(Point labeling data based on photos)
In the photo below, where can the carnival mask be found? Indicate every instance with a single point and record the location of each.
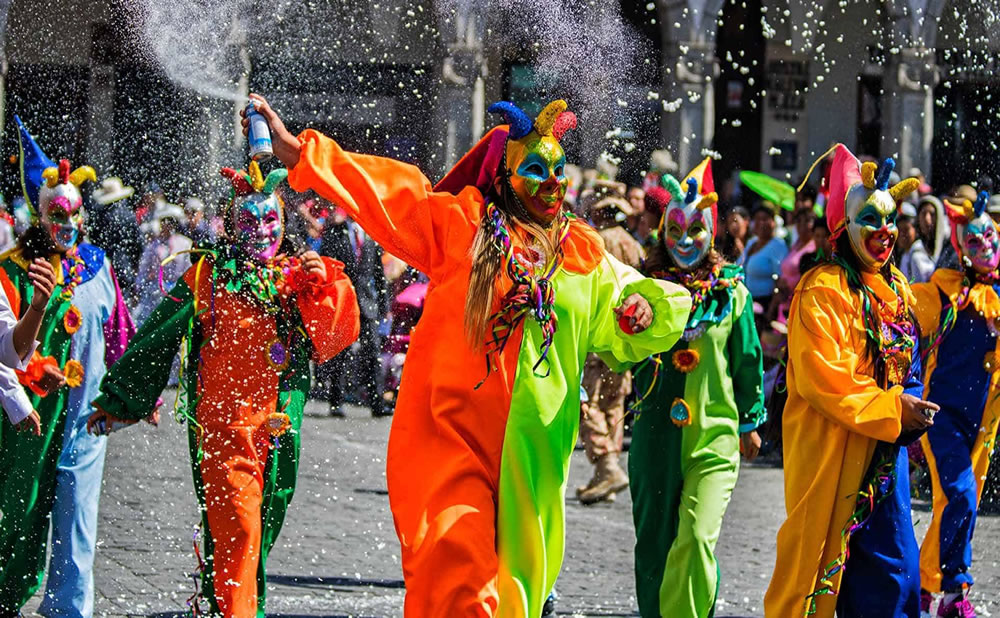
(691, 218)
(256, 212)
(688, 226)
(535, 161)
(61, 204)
(974, 235)
(870, 214)
(259, 225)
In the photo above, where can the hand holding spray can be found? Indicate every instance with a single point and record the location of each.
(259, 135)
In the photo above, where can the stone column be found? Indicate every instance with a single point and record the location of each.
(689, 100)
(461, 104)
(908, 127)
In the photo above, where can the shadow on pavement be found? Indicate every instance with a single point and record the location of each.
(312, 581)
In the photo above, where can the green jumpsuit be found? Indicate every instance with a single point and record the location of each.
(683, 476)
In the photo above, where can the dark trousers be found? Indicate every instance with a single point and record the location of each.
(357, 368)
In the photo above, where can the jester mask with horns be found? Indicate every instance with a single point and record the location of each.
(534, 165)
(864, 205)
(52, 191)
(690, 220)
(974, 235)
(255, 217)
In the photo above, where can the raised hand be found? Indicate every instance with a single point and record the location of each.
(635, 313)
(286, 146)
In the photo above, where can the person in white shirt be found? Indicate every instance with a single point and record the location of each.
(18, 342)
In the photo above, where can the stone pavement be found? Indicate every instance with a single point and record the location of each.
(338, 553)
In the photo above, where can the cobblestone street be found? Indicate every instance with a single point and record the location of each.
(338, 553)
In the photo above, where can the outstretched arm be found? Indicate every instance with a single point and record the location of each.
(133, 384)
(669, 304)
(392, 201)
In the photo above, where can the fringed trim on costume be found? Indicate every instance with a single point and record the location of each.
(876, 486)
(531, 295)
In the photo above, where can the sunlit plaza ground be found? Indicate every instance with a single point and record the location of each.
(338, 554)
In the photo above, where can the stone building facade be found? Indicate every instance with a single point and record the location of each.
(768, 84)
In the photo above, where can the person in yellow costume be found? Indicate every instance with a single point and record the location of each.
(957, 312)
(847, 545)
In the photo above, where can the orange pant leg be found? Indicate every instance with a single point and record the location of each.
(444, 507)
(233, 475)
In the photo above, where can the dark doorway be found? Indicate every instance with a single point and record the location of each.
(869, 123)
(739, 109)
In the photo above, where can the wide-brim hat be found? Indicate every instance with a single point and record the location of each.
(112, 190)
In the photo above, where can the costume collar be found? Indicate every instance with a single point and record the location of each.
(982, 296)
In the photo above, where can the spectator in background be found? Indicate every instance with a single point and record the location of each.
(165, 221)
(655, 199)
(198, 227)
(824, 248)
(763, 255)
(602, 417)
(112, 226)
(914, 261)
(947, 257)
(344, 240)
(637, 200)
(790, 272)
(7, 237)
(733, 239)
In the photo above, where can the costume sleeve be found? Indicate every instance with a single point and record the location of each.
(329, 311)
(927, 307)
(12, 396)
(131, 387)
(833, 381)
(746, 366)
(913, 385)
(8, 320)
(119, 328)
(392, 201)
(670, 302)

§ **What needs to be done**:
Swap "dark doorway" for "arched doorway" in everything from the line containing "In the photo above, where can the stone building" down to the end of the entries, and return those lines with nothing else changed.

§ **Answer to the task**:
In the photo above, where can the stone building facade be found? Indicate every instance with a single point and record the location of each.
(768, 84)
In the photo above, where can the person in yellow costume be found? Indicate every instance with a single point and record the location of each.
(957, 312)
(847, 545)
In the photo above, where can the orange pant leg be found? Indicate every instance with a single point and record the location of each.
(444, 507)
(233, 475)
In the photo above, where can the arched doorway be found? Indicate every instance with a single point and record the location of each.
(869, 123)
(739, 109)
In the photo above, where can the wide-brim hat be found? Indicate every instance with a single point and record the location of each.
(112, 190)
In the photo above, where can the costume collar be found? Indicate every instance with a single point and record the location of each.
(982, 296)
In the photo above, where can the spectator in background be found? Indicate every instance with a single point and record the location of each.
(165, 221)
(655, 199)
(198, 227)
(824, 248)
(763, 255)
(602, 417)
(112, 226)
(914, 261)
(947, 257)
(344, 240)
(637, 200)
(790, 272)
(7, 237)
(733, 239)
In the photo above, where can the costume sleeve be found? Indicate every instance with a single point and record the location of each.
(329, 311)
(927, 307)
(12, 396)
(131, 387)
(833, 381)
(746, 366)
(913, 385)
(8, 320)
(119, 328)
(392, 201)
(670, 302)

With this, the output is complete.